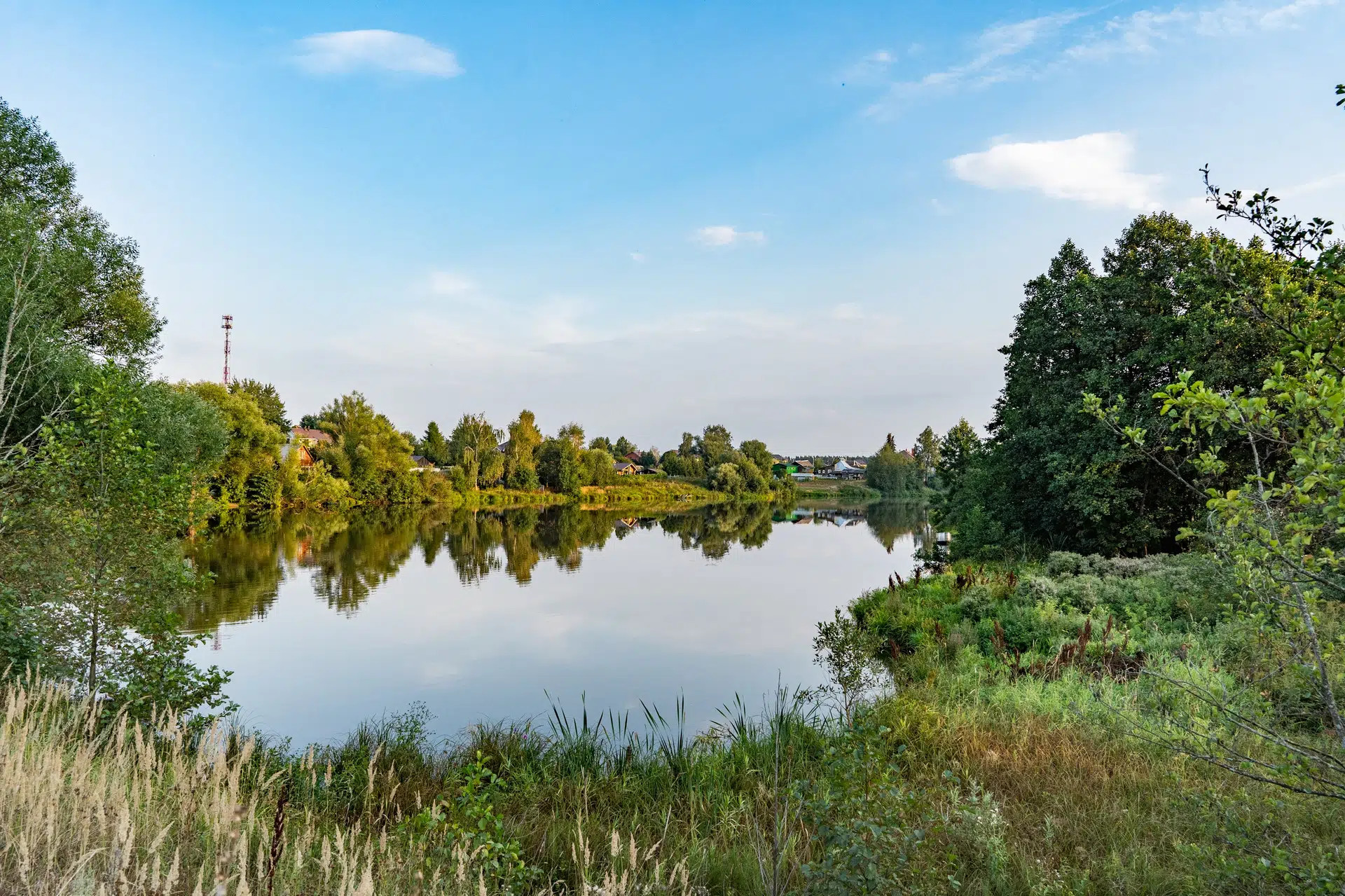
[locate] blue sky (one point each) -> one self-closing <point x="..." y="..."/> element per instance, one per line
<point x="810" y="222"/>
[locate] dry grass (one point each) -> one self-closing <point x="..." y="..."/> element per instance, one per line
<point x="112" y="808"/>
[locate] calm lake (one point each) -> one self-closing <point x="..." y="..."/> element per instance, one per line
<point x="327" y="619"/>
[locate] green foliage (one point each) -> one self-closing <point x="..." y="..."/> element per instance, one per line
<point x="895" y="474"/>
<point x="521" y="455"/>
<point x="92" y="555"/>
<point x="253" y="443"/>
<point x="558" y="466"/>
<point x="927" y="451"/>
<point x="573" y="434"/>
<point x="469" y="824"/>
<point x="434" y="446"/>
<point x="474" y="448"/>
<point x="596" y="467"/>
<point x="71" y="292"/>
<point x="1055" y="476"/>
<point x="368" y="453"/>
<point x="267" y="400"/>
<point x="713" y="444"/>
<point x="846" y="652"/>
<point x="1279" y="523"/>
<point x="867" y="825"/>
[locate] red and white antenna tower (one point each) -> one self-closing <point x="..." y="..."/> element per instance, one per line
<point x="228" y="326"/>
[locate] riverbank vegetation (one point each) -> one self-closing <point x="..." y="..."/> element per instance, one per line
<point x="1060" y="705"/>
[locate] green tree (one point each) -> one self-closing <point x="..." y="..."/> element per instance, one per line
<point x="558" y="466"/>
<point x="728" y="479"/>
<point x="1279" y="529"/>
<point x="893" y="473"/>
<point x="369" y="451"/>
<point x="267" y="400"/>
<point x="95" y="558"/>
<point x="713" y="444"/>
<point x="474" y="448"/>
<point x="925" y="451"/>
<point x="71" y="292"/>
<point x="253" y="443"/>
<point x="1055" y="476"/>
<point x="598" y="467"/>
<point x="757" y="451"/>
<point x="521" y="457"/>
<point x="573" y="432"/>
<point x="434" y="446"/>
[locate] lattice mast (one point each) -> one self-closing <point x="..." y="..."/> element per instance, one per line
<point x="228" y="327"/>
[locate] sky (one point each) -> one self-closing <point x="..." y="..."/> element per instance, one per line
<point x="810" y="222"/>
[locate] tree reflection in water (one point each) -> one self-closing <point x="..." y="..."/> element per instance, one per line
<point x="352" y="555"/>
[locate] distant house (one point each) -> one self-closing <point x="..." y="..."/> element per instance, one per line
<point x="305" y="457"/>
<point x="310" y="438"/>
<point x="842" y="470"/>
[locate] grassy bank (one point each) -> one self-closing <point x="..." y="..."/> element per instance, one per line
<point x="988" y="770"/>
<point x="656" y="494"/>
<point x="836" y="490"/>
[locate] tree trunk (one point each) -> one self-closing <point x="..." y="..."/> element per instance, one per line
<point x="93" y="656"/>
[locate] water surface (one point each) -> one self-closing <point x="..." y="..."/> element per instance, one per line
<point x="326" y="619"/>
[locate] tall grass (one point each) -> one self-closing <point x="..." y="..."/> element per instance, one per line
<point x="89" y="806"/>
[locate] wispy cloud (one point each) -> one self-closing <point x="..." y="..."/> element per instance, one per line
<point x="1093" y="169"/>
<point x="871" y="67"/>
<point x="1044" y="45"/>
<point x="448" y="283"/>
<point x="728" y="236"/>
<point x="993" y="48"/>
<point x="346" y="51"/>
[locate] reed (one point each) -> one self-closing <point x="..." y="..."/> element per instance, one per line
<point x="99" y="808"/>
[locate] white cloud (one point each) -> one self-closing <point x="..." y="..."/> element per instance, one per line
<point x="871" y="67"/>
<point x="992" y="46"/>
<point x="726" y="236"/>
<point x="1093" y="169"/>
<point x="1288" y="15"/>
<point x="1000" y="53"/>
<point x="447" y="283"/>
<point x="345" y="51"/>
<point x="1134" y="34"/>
▬▬▬▬▬▬
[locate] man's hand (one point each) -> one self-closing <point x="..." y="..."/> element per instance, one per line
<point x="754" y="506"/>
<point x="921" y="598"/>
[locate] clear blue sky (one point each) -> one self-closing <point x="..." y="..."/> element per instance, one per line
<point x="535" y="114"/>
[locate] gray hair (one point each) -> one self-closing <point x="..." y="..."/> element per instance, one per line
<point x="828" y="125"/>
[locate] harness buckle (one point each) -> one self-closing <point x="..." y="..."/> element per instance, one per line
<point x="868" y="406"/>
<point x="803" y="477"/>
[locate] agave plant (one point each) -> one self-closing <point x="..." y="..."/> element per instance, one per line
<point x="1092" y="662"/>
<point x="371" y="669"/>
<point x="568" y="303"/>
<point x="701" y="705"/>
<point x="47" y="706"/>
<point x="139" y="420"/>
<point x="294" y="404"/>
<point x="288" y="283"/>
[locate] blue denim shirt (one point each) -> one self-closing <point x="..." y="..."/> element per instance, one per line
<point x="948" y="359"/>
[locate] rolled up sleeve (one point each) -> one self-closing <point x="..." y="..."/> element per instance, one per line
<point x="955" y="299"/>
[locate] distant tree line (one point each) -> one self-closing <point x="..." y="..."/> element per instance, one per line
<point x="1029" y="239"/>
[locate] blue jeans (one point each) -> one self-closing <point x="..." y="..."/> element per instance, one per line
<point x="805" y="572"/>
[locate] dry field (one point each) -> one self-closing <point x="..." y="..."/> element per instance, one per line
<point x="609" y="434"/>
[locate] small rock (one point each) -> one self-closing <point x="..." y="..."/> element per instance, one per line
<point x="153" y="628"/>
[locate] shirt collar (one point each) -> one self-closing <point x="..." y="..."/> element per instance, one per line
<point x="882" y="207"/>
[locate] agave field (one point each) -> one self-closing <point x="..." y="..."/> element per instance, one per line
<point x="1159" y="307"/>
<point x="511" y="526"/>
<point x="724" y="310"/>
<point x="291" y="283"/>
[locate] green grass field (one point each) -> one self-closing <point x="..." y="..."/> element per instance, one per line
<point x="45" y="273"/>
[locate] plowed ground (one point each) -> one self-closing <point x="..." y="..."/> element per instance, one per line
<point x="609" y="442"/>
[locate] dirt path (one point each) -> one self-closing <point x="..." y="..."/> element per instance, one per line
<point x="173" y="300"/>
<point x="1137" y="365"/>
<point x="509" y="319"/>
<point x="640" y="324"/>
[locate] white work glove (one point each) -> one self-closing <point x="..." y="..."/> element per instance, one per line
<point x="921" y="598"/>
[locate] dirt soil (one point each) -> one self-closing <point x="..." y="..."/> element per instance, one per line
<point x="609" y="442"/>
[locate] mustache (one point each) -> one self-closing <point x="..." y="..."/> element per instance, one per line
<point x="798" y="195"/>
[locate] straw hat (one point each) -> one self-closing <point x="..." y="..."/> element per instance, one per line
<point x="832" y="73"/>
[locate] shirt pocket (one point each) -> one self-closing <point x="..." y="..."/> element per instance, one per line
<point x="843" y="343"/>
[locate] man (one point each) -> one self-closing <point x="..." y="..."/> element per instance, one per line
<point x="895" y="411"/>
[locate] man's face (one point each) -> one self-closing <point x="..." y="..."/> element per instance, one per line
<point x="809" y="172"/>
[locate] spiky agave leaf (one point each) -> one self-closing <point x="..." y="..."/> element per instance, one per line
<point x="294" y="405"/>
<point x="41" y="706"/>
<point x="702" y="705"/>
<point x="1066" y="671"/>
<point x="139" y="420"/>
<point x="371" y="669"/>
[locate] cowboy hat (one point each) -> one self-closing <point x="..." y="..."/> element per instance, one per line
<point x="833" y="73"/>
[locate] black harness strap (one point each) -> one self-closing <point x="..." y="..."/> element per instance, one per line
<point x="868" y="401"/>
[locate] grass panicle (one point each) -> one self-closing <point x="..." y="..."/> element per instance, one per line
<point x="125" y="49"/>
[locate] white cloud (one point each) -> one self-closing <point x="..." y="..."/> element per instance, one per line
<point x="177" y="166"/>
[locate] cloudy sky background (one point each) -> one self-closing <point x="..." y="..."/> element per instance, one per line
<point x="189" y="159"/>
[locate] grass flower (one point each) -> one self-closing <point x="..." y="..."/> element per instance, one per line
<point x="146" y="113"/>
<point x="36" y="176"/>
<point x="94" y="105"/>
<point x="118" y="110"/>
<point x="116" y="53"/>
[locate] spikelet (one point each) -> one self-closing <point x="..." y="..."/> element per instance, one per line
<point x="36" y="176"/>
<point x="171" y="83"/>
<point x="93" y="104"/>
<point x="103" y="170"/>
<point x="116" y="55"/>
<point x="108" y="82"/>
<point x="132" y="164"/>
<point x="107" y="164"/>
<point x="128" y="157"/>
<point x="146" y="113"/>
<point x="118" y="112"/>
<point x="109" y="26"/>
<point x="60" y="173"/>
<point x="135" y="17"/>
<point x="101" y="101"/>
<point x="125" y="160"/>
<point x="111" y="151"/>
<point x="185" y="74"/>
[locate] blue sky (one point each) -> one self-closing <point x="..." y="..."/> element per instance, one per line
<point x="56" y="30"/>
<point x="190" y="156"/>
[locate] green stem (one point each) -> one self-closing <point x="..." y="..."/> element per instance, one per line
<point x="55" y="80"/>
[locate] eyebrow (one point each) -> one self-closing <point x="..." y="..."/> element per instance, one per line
▬▬▬▬▬▬
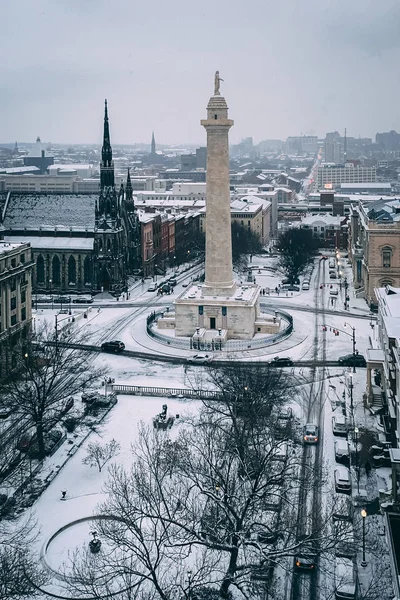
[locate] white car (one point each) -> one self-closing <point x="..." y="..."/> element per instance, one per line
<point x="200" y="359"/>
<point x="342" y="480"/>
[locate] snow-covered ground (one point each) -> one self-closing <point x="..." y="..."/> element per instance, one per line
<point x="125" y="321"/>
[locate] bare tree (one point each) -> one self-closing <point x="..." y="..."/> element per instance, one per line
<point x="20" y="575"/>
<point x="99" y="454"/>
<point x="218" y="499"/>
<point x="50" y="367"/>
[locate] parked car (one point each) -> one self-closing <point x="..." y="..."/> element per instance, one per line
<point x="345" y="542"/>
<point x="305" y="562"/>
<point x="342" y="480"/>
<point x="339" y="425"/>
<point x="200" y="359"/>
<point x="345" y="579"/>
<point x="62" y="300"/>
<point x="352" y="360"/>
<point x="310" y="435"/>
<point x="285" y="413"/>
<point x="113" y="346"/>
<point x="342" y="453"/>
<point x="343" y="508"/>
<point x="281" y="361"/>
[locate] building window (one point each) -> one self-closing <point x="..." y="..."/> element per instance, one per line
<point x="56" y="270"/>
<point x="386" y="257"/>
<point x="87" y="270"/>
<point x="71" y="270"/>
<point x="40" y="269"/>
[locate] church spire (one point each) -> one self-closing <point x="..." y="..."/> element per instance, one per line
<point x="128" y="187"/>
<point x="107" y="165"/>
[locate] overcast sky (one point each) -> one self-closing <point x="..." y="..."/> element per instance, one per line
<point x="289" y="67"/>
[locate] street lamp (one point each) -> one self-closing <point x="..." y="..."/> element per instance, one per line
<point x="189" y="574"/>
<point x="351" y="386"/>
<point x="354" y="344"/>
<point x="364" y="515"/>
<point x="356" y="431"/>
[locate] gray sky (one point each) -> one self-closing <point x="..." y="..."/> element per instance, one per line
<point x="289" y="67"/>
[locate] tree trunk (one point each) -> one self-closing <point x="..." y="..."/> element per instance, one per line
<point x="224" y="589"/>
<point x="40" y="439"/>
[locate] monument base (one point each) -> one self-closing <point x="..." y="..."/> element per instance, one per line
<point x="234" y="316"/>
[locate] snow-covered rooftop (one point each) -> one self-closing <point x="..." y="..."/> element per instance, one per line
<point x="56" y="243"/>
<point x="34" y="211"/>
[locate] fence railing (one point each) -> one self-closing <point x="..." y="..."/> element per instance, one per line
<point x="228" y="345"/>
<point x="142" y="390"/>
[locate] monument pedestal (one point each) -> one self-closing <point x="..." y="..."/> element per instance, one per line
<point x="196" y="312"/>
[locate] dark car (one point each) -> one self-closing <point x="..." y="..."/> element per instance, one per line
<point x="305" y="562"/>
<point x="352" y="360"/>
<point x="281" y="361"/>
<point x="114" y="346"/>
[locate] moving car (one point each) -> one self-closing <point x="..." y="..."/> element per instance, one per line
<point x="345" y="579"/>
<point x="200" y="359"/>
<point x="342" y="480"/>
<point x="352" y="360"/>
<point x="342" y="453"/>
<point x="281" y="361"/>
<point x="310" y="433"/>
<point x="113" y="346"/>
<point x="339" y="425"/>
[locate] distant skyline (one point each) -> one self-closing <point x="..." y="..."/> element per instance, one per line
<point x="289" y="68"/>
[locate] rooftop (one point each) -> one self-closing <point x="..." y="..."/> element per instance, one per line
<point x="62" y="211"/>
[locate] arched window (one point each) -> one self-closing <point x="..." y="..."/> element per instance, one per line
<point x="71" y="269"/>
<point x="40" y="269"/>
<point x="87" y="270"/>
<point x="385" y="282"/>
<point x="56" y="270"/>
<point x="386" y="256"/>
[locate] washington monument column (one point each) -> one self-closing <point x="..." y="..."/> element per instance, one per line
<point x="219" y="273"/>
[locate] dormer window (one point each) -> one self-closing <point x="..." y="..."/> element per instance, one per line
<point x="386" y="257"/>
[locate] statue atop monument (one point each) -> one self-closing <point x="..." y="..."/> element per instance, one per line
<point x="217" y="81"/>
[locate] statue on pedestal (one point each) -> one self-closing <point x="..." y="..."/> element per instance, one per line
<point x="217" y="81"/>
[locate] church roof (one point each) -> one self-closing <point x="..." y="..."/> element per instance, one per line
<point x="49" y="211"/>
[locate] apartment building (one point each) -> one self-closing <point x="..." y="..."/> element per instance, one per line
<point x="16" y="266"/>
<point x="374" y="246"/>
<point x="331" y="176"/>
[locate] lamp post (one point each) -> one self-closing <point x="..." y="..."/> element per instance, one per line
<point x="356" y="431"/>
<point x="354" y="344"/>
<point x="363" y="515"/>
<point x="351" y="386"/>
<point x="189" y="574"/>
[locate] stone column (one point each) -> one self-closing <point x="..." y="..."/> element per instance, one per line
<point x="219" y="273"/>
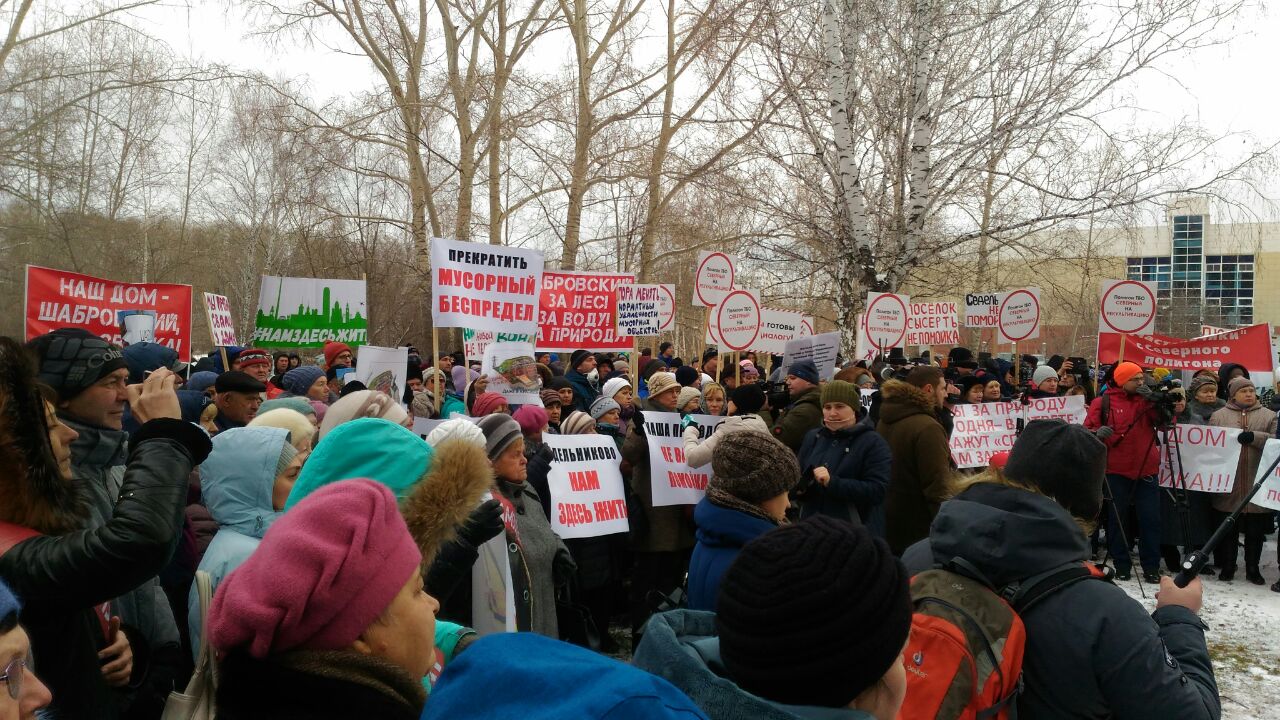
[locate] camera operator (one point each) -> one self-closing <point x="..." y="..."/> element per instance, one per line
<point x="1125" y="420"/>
▬▬▬▬▬▬
**WHAT YOU NEED TO DO**.
Pull out every line of the items above that contains the word "white", copying each one in full.

**EXERCISE SOLUTION**.
[locate] red and white antenna tower (one point each) -> one self-closing <point x="..." y="..."/> element per instance, one per line
[locate] white cloud (one point each) -> one self-closing <point x="..." y="..."/> element per instance, one per line
[locate] white work glove (one point each) -> one self-closing <point x="..." y="..."/> element per instance, one per line
[locate] white cloud (one point each) -> one self-closing <point x="..." y="..."/> element per instance, one per line
[locate] white car (one point each) -> one self-closing <point x="..." y="..."/> element per instance, one per line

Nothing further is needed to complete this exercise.